→ TO DO
Show all lines of the listing that hold the word "above".
Segment Open
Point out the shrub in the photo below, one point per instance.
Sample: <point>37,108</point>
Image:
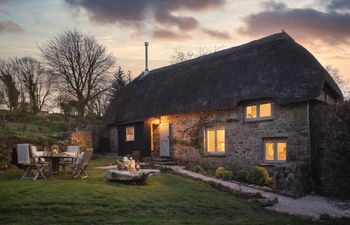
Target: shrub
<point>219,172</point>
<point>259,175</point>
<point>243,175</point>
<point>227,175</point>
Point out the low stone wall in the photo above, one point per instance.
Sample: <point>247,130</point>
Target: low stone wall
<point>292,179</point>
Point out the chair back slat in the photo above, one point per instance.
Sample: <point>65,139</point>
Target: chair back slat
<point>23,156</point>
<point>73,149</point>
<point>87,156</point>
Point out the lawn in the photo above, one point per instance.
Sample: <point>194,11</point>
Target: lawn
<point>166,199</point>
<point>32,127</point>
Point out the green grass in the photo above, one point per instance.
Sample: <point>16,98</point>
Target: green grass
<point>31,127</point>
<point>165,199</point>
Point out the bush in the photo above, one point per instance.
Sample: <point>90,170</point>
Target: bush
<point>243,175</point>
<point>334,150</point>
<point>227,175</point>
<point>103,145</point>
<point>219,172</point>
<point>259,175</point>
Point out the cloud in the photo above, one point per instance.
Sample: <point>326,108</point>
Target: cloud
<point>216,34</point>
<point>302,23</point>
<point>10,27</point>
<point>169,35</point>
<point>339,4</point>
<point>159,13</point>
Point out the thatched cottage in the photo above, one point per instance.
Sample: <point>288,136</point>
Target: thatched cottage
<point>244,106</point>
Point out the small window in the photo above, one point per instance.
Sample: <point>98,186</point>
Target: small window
Segment Closed
Segment Open
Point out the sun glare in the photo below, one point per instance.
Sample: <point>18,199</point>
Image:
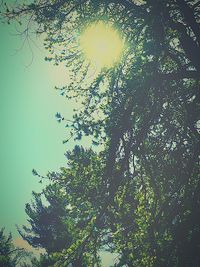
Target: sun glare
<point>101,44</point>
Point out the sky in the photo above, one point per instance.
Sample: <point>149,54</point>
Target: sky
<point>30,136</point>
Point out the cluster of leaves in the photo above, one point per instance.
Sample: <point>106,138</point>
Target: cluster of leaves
Segment Closed
→ TASK RESPONSE
Point out the low stone wall in the photo above, one point per instance.
Point out the chair back slat in the photo above, one point per instance.
Point out the lawn in the photo above, one point per instance.
Point out the green grass in the photo above, one point per instance.
Point out the bush in the photo above, one point per instance.
Point out the cloud in the photo above, one point per instance.
Point out the thatched cottage in the photo above, one point per instance.
Point out the small window in the photo above, one point per instance.
Point out the sky in the photo above, one point per instance.
Point out the cluster of leaves in the photo above, one point per instance.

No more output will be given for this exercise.